_Selected excerpt_
--- begin ---

Re: Serious performance problem

From: Hannu Krosing <hannu(at)tm(dot)ee>
To: "Tille, Andreas" <TilleA(at)rki(dot)de>
Cc: PostgreSQL Hackers <pgsql-hackers(at)postgresql(dot)org>
Subject: Re: Serious performance problem
Date: 2001-10-30 10:20:57
Message-ID: 3BDE7F09.12A1CC4C@tm.ee
Views: Raw Message | Whole Thread | Download mbox | Resend email
Thread:
Lists: pgsql-hackers

"Tille, Andreas" wrote:
>
> On Mon, 29 Oct 2001, Ross J. Reedstrom wrote:
>
> > Here's what I see: Your example touches on what can be an achilles
> > heel for pgsql's current statistical analyzer: selection on data fields
> > that have a few common values. Often, the indices don't get used, since
> > a large fraction of the table needs to be scanned, in any case. In
> > your example, fully 68% of the table fits the where condition.
> > ...
> >
> > I think we have a winner. No it's not sub-second, but I improved the time
> > by 3x just by trying some indices. Note that I _still_ had to force the
> > use of indices for this one. It's also the first time I've personally seen
> > a query/dataset that benefits this much from a two-key index.
> This is true for this example and I also played with indices as you. I also
> enforced the index scan and compared with forbidding the index scan. The
> result was on my more realistic examples that both versions performed quite
> the same. There was no *real* difference. For sure in this simple query there
> is a difference but the real examples showed only 2% - 5% speed increase
> (if not slower with enforcing index scans!).

I studied his dataset and found that a simple count(*) on whole table
took 1.3 sec on my Celeron 375 so I'm sure that the more complex query,
which has to visit 2/3 of tuples will not be able to execute under 1 sec

My playing with indexes / subqueries and query rewriting got the example
query (actually a functional equivalent) to run in ~5 sec with simple
aggregate(group(indexscan))) plan and I suspect that this is how fast
it will be on my hardware

It could probably be soon possible to make it run in ~ 1.5 by using an
aggregate
function that does a sequential scan and returns a rowset.

--- end ---

_Written tasks_
a) Rewrite the PostgreSQL performance message, starting with "My playing with" and going on through "returns a rowset.", with "hardware" changed to "machine".
b) Extend the mailing-list message about the slow PostgreSQL query, picking up right after its last sentence.

_Material_

--- begin ---

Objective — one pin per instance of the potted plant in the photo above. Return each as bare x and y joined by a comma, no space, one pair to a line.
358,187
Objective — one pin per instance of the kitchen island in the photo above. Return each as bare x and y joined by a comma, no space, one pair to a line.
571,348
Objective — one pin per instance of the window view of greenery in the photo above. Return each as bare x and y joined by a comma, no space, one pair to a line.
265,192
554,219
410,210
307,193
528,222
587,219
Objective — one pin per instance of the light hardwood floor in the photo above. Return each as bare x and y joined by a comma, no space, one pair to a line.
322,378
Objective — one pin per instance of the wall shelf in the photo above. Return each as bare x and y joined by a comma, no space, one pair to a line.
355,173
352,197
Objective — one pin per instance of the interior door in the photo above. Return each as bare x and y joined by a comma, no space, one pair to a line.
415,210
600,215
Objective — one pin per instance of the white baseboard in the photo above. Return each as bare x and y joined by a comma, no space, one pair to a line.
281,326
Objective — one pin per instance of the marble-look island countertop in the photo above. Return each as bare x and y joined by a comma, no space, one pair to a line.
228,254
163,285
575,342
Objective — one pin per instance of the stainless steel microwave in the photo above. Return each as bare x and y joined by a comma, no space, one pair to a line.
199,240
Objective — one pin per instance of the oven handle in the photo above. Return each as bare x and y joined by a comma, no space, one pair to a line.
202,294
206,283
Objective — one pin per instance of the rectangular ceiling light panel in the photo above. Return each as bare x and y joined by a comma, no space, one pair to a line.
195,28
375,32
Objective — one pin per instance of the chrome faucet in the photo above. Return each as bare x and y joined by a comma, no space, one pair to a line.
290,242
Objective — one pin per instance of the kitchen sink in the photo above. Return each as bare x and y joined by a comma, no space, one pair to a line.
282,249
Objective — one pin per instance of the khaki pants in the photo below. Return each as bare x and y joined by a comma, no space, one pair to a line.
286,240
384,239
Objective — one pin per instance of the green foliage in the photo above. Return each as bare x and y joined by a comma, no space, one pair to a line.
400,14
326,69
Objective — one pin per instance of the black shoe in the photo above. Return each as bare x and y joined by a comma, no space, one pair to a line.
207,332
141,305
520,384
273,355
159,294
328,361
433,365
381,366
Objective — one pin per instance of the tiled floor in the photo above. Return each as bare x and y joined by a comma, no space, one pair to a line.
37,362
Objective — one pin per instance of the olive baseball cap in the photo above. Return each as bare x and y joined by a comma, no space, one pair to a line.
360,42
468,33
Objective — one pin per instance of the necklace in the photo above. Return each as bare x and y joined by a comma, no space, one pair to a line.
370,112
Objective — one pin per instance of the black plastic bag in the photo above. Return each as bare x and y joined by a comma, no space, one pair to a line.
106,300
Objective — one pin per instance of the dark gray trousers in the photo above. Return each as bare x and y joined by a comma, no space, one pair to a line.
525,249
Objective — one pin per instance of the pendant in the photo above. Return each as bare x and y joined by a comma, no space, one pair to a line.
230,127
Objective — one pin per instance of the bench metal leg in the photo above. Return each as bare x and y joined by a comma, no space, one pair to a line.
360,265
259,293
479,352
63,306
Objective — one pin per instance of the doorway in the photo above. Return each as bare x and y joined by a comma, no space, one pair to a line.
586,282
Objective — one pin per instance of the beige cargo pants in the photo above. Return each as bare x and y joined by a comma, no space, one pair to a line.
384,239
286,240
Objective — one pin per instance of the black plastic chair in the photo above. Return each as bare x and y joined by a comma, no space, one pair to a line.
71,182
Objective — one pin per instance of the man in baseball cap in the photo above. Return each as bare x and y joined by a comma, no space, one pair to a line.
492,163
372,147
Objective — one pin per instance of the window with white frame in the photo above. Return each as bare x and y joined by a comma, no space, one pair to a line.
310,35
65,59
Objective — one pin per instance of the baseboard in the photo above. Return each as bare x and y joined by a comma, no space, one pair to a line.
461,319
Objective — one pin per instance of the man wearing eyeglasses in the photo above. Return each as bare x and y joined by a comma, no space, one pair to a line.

--- end ---

_Answers for this exercise_
a)
My playing with indexes / subqueries and query rewriting got the example
query (actually a functional equivalent) to run in ~5 sec with simple
aggregate(group(indexscan))) plan and I suspect that this is how fast
it will be on my machine

It could probably be soon possible to make it run in ~ 1.5 by using an
aggregate
function that does a sequential scan and returns a rowset.

b)
> > As another poster replied to you, there is limitation with postgresql's
> > use of indices that arises from MVCC: even if the only data requested is
> > that stored in the index itself, the backend must visit the actual tuple
> > in the table to ensure that it is 'visible' to the current transaction.
> Any possibility to switch of this temporarily for certain queries like this
> if the programmer could make sure that it is not necessary? Just a stupid
> idea from a bloody uneducated man in database-engeniering.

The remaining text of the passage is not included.